### O QUE FAZER
Redigite sem nenhuma alteração a parte do trecho que começa em "Era um dia quente e" e segue até "uma existência tranquila.".

### TRECHO DO DOCUMENTO
_____

Finalmente, é também do mesmo mestre a seguinte consideração, e que nela possamos todos refletir: 
"A busca da cirurgia plástica emana de uma finalidade transcendente. É a tentativa de harmonização do corpo com o espírito, da emoção com o racional, visando estabelecer um equilíbrio que permita ao indivíduo sentir-se em harmonia com sua própria imagem e com o universo que o cerca".




 


sábado, 3 de março de 2012

Os cães do Pastor



Era um dia quente e nesses dias as ovelhas ficavam mais agitadas.  O pastor, como sempre, atendia a todas.  Procurava vigiá-las, oferecia água, abrigo, acalanto...sua voz era ouvida e reconhecida por todas que nele sempre encontravam tudo o que precisavam para ter uma existência tranquila.

_____

### INFORMAÇÕES
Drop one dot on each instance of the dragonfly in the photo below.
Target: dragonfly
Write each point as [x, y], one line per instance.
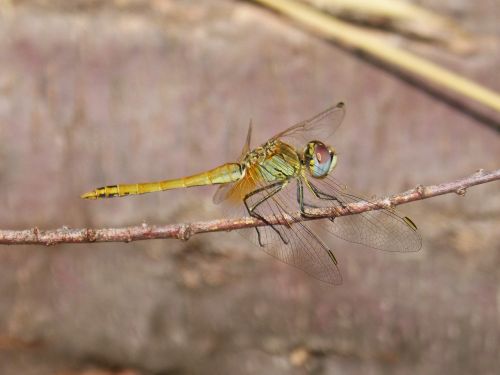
[289, 173]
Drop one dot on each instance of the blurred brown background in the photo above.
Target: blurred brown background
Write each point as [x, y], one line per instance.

_____

### RESPOSTA ESCRITA
Era um dia quente e nesses dias as ovelhas ficavam mais agitadas.  O pastor, como sempre, atendia a todas.  Procurava vigiá-las, oferecia água, abrigo, acalanto...sua voz era ouvida e reconhecida por todas que nele sempre encontravam tudo o que precisavam para ter uma existência tranquila.